RECORD EXTRACTS:

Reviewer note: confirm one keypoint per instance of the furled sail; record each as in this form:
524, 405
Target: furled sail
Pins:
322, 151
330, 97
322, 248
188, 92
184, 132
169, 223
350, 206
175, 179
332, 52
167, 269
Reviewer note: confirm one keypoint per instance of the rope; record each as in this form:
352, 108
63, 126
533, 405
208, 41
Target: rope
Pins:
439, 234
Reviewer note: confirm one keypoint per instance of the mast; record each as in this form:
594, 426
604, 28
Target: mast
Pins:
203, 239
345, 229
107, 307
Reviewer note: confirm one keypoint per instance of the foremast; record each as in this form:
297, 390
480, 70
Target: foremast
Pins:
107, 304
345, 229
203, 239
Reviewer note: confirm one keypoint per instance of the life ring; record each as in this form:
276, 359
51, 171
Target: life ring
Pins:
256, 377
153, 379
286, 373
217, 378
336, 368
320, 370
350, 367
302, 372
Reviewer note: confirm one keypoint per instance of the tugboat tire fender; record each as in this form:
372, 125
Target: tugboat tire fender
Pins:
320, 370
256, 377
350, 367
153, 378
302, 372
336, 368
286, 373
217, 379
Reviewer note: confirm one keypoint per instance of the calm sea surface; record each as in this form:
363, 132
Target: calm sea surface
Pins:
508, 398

THE EXERCISE: Turn the records, from the line containing "Reviewer note: confirm one keypoint per instance of the rope;" through the end of the records, into a Markdown table with the columns Row and Line. Put one line per row with its number, and leave out any blank lines.

ANSWER FOR THE TASK:
| Row | Line |
|---|---|
| 1 | Reviewer note: confirm one keypoint per instance of the rope; record each as in this form: |
| 2 | 352, 108 |
| 3 | 63, 126 |
| 4 | 533, 405 |
| 5 | 208, 41 |
| 6 | Target: rope |
| 7 | Pins: |
| 8 | 439, 234 |
| 9 | Reviewer note: confirm one keypoint per instance of the mast; record each as in this form: |
| 10 | 594, 426 |
| 11 | 604, 28 |
| 12 | Target: mast |
| 13 | Pins: |
| 14 | 203, 239 |
| 15 | 345, 229 |
| 16 | 107, 307 |
| 17 | Reviewer note: confirm one keypoint per instance of the foremast; record each as in this form: |
| 18 | 297, 390 |
| 19 | 480, 70 |
| 20 | Target: foremast |
| 21 | Pins: |
| 22 | 107, 304 |
| 23 | 345, 229 |
| 24 | 203, 239 |
| 25 | Reviewer note: confirm one keypoint per instance of the life ring; record each as in this form: |
| 26 | 276, 359 |
| 27 | 51, 171 |
| 28 | Target: life ring |
| 29 | Pins: |
| 30 | 256, 377 |
| 31 | 153, 379 |
| 32 | 286, 373 |
| 33 | 217, 378 |
| 34 | 336, 368 |
| 35 | 320, 370 |
| 36 | 350, 367 |
| 37 | 302, 372 |
| 38 | Reviewer note: confirm one keypoint per instance of the tugboat tire fender; record each as in this form: |
| 39 | 372, 125 |
| 40 | Target: tugboat tire fender |
| 41 | Pins: |
| 42 | 320, 370 |
| 43 | 256, 377 |
| 44 | 350, 367 |
| 45 | 153, 378 |
| 46 | 302, 372 |
| 47 | 336, 368 |
| 48 | 286, 373 |
| 49 | 217, 379 |
| 50 | Reviewer note: confirm one keypoint per instance of the calm sea surface; record each as in this form: |
| 51 | 363, 132 |
| 52 | Target: calm sea surface |
| 53 | Pins: |
| 54 | 508, 398 |